--- start of DOCUMENT SEGMENT ---

[pgpool-general: 3394] v3.4.0.(3)? - memory issue and connection hangs

Pablo Sanchez pablo at blueoakdb.com
Sat Jan 3 07:10:34 JST 2015


Hi,

I'm going to apologize in advance for his lengthy email message.  I'm
hoping there's sufficient valid data presented for some assistance.

I'm on CentOS 7 with the latest updates.  I'm using the latest version
of pgpool [1]:  v3.4.0.3

We're seeing two issues.  One, a memory leak and another PG Pool seems
to hang when there's a /severe/ in-rush of connections.

At a high-level, we have the following PGPool features enabled:

    o num_init_children = 95
    o max_pool = 1
    o connection_cache = on
    o replication_mode = off
    o load_balance_mode = on

      We have one /slave/ for our /master/

    o master_slave_mode = on
    o use_watchdog = on
    o memory_cache_enabled = on

Any help would be appreciated.  If more data is required, please don't
hesitate to ask.

Thank you!

::: Memory Leak :::

The front-end application is using the Quartz scheduler[2] whch seems
to occasionally get into an infinite loop.  The memory leak is
triggered when we see upwards of 300+ UPDATE's per second which
fail[3].

While I understand there's an application issue which needs to be
resolved, IMO PGPool shouldn't die because of the issue.  :)

I'm enclosing trimmed /sar/ memory data[4] which shows how quickly we
run out of memory.

::: Memory Leak - Part 2 :::

It appears, I've yet to confirm it though, but when we have
/memory_cache_enabled = on/, we have a minor memory leak.  It seems to
take 48h+ (I've yet to let the server run out of memory) before we
exhause all the RAM (nearly 4G) on the server.

--- end of DOCUMENT SEGMENT ---

• **EXERCISES TO COMPLETE**
a) In the pgpool mailing list post, what value is num_init_children set to?
b) Reproduce everything in the pgpool post from "Pablo Sanchez pablo" down to "in-rush of connections.".

--- start of DATA SECTION ---

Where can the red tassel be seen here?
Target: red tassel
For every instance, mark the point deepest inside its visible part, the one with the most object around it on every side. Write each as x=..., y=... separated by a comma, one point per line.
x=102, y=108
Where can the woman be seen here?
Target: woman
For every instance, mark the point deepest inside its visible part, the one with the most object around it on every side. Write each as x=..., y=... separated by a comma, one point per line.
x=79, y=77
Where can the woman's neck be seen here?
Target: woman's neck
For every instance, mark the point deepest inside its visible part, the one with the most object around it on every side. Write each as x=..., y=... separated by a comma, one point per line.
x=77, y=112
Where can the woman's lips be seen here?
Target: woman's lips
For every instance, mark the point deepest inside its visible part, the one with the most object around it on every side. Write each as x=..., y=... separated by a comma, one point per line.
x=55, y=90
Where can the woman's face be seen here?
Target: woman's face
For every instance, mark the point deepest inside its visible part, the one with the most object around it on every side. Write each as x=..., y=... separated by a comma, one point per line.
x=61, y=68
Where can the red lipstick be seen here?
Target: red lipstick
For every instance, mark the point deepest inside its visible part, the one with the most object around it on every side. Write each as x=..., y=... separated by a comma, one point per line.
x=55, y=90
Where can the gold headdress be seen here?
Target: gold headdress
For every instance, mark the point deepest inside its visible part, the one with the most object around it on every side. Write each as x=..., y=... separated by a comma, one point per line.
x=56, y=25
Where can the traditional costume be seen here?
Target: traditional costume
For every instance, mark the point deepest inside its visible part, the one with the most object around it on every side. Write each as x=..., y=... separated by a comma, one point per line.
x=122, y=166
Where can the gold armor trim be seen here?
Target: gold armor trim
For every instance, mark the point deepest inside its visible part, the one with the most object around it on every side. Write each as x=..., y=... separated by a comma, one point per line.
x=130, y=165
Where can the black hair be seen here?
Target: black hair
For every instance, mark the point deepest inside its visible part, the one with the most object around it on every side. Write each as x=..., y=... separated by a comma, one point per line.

--- end of DATA SECTION ---

• **ANSWERS BELOW**
a) 95

b)
Pablo Sanchez pablo at blueoakdb.com
Sat Jan 3 07:10:34 JST 2015


Hi,

I'm going to apologize in advance for his lengthy email message.  I'm
hoping there's sufficient valid data presented for some assistance.

I'm on CentOS 7 with the latest updates.  I'm using the latest version
of pgpool [1]:  v3.4.0.3

We're seeing two issues.  One, a memory leak and another PG Pool seems
to hang when there's a /severe/ in-rush of connections.